▶ _DATA EXCERPTS_
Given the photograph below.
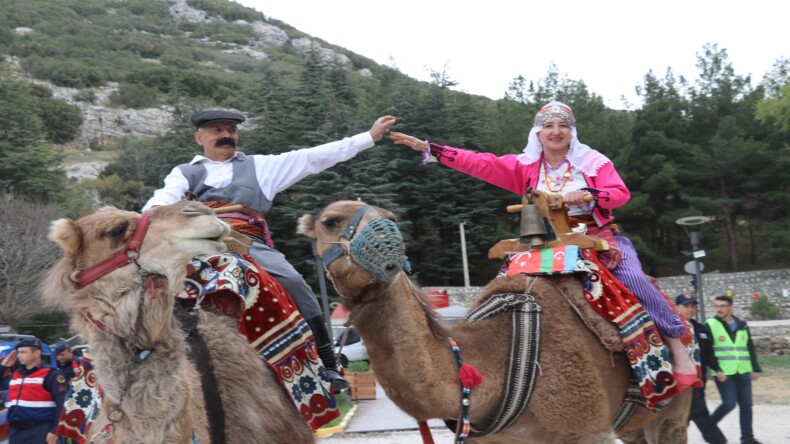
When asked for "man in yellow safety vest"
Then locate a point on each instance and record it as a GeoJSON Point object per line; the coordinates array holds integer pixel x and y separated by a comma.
{"type": "Point", "coordinates": [737, 358]}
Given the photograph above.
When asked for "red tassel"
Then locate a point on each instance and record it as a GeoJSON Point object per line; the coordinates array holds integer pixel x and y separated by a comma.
{"type": "Point", "coordinates": [469, 376]}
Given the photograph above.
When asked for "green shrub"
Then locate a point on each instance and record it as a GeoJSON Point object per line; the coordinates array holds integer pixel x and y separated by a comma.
{"type": "Point", "coordinates": [134, 95]}
{"type": "Point", "coordinates": [85, 95]}
{"type": "Point", "coordinates": [61, 121]}
{"type": "Point", "coordinates": [764, 308]}
{"type": "Point", "coordinates": [225, 32]}
{"type": "Point", "coordinates": [74, 74]}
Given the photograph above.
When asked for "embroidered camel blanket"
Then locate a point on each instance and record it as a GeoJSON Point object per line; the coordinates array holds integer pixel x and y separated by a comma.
{"type": "Point", "coordinates": [82, 403]}
{"type": "Point", "coordinates": [647, 354]}
{"type": "Point", "coordinates": [236, 286]}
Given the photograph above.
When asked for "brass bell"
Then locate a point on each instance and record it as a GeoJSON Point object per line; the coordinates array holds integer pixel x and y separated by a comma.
{"type": "Point", "coordinates": [533, 228]}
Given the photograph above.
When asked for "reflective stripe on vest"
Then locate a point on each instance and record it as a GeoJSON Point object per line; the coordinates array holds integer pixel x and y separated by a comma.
{"type": "Point", "coordinates": [28, 398]}
{"type": "Point", "coordinates": [733, 356]}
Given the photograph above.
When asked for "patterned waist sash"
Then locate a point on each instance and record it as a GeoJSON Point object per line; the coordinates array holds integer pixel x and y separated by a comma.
{"type": "Point", "coordinates": [246, 221]}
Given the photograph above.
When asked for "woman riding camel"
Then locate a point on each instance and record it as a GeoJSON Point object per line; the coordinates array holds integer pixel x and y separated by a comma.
{"type": "Point", "coordinates": [555, 162]}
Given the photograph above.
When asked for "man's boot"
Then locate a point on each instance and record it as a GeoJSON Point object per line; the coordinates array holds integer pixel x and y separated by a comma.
{"type": "Point", "coordinates": [327, 353]}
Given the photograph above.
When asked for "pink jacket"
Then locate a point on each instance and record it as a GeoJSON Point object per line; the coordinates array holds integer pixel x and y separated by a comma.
{"type": "Point", "coordinates": [507, 172]}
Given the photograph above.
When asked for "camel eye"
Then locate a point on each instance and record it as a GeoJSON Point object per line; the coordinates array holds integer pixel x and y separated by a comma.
{"type": "Point", "coordinates": [331, 224]}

▶ _TASK TO COMPLETE_
Find every line above that contains the word "camel", and copy each of those lines in full.

▶ _EXERCISE ANSWER_
When asked for "embroidered camel blanket"
When asked for "woman riding camel"
When asked for "camel eye"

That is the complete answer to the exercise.